:: Estratto fornito ::

######

Los Angeles – Il modo migliore per accontentare i fan è ascoltare le loro richieste e lavorare in modo da soddisfare i desideri di tutti. Activision forse non lo ha fatto del tutto negli scorsi anni, seguendo una linea futuristica per Call of Duty che è finita per essere ridondante e sempre più priva di originalità. L’anno scorso ci ha pensato Battlefield a riportare il focus sul passato, sperimentando una visione leggermente distopica della Prima Guerra Mondiale, mentre ora è Call of Duty: WWII a prendere la palla al balzo.
L’ambientazione della Seconda Guerra Mondiale è già di suo interessante per vari motivi: è il terreno di nascita per Call of Duty e rappresenta anche una realtà tramandata per un buon numero di giocatori fidelizzati fin dal primo capitolo. Tralasciando le nuove leve, chi ha preso in mano Call of Duty al suo lancio originale sarà sicuramente in una fascia d’età tale da aver ascoltato i racconti di guerra dei nonni, quindi vorrà sicuramente mettere le mani sulla rinascita del concept iniziale.
Senza grandi giri di parole, Call of Duty: WWII si è mostrato ai nostri occhi nella sua formula multiplayer, mettendo insieme l’innovazione delle nuove console e la classicità del suo gameplay, leggermente variato per rispettare la storia delle armi iconiche, ma soprattutto espanso con modalità mai viste nel franchise. Insomma, non basta essere solo bravi a sparare: bisogna diventare dei veri soldati.
La campagna di Call of Duty: WWII ha come focus principale lo sbarco in Normandia, già mostrato durante la presentazione e dotato di una profondità maggiore rispetto alla classica narrazione della serie. Si parla infatti non solo del conflitto tra le potenze europee, ma anche di un grande intreccio di storie per i personaggi, un racconto che va oltre la superficialità delle scene cinematografiche. Nella storia si avrà dunque a che fare con una trasposizione storica oltre che di intrattenimento, con tematiche sensibili e riferimenti alle scuole di pensiero per gli anni passati: razzismo, discriminazione e odio verso il diverso, difetti che permangono nella cultura odierna, ma che non erano stigmatizzati abbastanza negli anni più bui della specie umana.

######

:: Voci ::
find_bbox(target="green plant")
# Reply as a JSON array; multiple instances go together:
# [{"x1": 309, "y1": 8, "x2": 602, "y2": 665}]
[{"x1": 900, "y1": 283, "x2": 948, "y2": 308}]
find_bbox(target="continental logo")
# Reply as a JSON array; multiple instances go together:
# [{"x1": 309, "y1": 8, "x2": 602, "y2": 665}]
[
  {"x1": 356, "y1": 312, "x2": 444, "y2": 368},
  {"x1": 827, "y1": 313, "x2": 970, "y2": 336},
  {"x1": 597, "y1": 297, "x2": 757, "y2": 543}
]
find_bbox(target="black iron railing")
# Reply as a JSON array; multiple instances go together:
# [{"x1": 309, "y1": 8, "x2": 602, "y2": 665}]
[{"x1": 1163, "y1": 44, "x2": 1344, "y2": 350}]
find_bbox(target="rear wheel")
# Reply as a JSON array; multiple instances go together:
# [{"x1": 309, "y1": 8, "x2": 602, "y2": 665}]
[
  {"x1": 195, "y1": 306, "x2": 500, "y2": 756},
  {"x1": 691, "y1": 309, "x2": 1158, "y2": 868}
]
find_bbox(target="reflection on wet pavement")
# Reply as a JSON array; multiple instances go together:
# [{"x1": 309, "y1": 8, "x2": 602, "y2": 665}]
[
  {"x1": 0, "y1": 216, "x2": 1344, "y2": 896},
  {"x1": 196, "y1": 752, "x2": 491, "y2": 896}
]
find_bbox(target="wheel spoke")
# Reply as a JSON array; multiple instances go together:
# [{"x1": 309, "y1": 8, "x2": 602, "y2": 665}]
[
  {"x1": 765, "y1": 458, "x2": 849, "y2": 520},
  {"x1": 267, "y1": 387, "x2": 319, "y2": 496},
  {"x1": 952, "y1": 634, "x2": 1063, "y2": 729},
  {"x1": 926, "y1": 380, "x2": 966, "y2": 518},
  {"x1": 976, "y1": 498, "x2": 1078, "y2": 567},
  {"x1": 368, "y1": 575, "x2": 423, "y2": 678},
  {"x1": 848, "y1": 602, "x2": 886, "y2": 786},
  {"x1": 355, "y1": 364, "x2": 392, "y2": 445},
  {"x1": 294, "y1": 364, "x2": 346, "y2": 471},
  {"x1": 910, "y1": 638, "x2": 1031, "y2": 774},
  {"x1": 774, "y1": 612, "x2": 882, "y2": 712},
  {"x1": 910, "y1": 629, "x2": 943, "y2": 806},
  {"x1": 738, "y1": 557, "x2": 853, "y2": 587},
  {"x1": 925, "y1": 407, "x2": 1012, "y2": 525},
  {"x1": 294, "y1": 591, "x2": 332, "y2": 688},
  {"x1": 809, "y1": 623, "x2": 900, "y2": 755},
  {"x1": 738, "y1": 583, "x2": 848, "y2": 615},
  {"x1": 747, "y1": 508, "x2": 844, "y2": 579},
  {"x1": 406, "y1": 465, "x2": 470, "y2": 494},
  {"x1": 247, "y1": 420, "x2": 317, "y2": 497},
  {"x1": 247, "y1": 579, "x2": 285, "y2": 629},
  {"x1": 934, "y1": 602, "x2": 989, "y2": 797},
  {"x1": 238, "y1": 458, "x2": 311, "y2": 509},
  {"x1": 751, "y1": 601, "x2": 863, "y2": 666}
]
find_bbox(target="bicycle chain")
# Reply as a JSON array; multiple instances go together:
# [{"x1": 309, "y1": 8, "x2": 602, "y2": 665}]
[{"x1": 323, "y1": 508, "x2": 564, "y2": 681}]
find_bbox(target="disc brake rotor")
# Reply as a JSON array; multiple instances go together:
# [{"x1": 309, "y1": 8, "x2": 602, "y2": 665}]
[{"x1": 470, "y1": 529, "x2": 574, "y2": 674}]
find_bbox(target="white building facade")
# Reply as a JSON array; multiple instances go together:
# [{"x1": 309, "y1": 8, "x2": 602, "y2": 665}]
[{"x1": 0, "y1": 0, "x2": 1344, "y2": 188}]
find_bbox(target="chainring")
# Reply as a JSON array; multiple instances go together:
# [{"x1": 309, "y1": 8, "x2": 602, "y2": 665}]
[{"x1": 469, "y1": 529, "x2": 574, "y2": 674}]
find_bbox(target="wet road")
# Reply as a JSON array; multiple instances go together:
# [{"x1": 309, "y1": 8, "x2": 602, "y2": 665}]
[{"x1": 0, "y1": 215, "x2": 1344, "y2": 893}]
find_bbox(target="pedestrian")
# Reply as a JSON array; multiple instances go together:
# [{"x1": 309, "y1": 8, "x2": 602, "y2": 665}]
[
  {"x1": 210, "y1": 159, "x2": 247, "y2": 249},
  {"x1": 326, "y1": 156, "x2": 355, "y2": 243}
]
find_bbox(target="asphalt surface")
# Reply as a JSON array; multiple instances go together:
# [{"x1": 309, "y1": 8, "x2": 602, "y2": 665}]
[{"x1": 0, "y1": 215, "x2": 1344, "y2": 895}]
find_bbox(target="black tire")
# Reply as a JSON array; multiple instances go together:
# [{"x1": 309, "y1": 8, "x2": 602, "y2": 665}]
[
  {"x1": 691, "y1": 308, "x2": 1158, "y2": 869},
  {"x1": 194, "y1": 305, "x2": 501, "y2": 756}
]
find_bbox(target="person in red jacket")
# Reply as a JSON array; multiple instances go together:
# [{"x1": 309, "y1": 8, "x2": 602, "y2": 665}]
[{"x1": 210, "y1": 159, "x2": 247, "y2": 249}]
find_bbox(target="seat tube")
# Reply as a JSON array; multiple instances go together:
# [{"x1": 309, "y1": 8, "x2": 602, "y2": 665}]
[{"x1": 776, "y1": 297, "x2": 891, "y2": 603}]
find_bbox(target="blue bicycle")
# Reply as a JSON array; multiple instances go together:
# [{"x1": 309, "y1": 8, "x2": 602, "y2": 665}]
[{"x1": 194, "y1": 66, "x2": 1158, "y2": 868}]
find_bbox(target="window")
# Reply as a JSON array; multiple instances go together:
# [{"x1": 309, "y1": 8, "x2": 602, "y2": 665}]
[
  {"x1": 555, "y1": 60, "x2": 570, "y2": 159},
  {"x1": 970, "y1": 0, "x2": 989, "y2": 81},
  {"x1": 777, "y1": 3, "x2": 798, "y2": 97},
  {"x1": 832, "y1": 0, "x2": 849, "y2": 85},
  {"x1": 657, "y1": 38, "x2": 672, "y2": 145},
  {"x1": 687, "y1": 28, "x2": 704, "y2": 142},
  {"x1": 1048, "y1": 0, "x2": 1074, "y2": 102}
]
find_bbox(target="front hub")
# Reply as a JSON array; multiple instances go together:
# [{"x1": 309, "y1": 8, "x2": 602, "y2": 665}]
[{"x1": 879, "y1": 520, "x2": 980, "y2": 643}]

######

:: Descrizione esercizio ::
Prosegui l'articolo su Call of Duty: WWII partendo dopo la sua ultima frase. I record non hanno alcun legame con il testo.

:: Problema risolto ::
Dal punto di vista del gameplay, invece, poco è stato mostrato finora, ma finalmente siamo riusciti a mettere le mani su tre modalità scelte per l’esperienza online: prima di tutto su un semplice deathmatch a squadre, poi su un Dominio e infine su una nuova playlist, basata su attacco e difesa, con qualche spunto preso addirittura da Overwatch. Innanzitutto conviene parlare di cosa succede fin dalla lobby di gioco. La personalizzazione delle varie classi continua ad espandersi con ogni capitolo di Call of Duty, portando anche nella Seconda Guerra Mondiale quella differenziazione dovuta all’approccio e alla scelta delle armi. Si parla degli anni 40, dunque sarebbe folle aspettarsi mirini reflex e puntamenti automatici: le armi sono automatiche e semi-automatiche, ma soprattutto sono proprio quelle usate durante il conflitto, senza nomi fasulli o grafiche inventate. La ricreazione dello sfondo bellico è infatti un punto cardine per l’esperienza sia single-player che online di Call of Duty: WWII.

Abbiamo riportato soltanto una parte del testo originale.